• Directions:
Please print exactly the lines running from the one that contains "Target: gabled roof" to the end of the data, with both lines included.

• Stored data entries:
-- Opening Marker --
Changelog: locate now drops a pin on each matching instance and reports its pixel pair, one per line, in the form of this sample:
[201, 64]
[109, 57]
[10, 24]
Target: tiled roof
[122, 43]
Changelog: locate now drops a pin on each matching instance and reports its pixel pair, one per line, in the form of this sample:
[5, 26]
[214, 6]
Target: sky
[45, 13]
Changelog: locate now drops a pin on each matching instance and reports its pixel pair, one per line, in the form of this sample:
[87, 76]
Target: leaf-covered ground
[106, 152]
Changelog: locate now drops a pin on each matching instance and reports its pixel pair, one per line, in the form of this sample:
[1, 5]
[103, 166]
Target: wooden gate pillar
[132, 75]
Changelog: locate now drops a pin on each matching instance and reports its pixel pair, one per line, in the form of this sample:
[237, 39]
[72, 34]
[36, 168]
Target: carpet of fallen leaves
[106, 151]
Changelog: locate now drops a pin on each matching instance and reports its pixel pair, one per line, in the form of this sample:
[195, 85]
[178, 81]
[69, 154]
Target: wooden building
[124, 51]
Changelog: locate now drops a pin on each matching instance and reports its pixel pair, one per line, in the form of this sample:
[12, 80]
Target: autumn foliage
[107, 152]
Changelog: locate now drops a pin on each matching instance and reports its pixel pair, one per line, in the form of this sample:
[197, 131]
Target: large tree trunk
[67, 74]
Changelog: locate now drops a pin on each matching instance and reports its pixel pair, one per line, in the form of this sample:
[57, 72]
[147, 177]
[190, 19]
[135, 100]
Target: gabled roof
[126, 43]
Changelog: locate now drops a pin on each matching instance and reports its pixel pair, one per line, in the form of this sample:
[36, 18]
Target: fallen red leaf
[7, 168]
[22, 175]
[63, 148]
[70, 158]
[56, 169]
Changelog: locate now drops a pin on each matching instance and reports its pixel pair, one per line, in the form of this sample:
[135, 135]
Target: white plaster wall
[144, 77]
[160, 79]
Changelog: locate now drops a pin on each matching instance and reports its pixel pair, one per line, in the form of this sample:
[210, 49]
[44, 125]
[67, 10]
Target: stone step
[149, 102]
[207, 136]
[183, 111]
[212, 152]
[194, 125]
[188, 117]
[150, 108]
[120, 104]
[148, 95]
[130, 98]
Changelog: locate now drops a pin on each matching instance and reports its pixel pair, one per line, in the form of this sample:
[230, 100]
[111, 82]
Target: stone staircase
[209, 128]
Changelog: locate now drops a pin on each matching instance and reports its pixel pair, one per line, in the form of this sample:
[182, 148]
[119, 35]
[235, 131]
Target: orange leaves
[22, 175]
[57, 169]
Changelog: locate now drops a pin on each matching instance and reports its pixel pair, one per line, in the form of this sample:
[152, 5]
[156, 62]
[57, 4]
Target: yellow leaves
-- Closing Marker --
• Finished exercise:
Target: gabled roof
[126, 43]
Changelog: locate now drops a pin on each matching instance and reports its pixel pair, one per line, in the form of this sample:
[36, 18]
Target: fallen red leaf
[7, 168]
[22, 175]
[63, 148]
[70, 158]
[56, 169]
Changelog: locate now drops a pin on each matching instance and reports its pixel pair, one per line, in the form of this sample:
[135, 135]
Target: white plaster wall
[144, 77]
[160, 79]
Changelog: locate now drops a pin on each matching instance and reports its pixel pair, one per line, in the form of this sample:
[210, 49]
[44, 125]
[67, 10]
Target: stone step
[149, 102]
[207, 136]
[183, 111]
[212, 152]
[194, 125]
[188, 117]
[150, 108]
[120, 104]
[148, 95]
[130, 98]
Changelog: locate now drops a pin on each matching instance and reports its pixel pair, one per line, in the form of this sample:
[230, 100]
[111, 82]
Target: stone staircase
[209, 128]
Changelog: locate now drops a pin on each matching instance and reports its pixel pair, one per line, in the form of this sample:
[182, 148]
[119, 35]
[235, 131]
Target: orange leaves
[22, 175]
[57, 169]
Changelog: locate now drops a pin on each matching instance and reports its pixel pair, one per line, in the form of this sample:
[152, 5]
[156, 62]
[57, 4]
Target: yellow leaves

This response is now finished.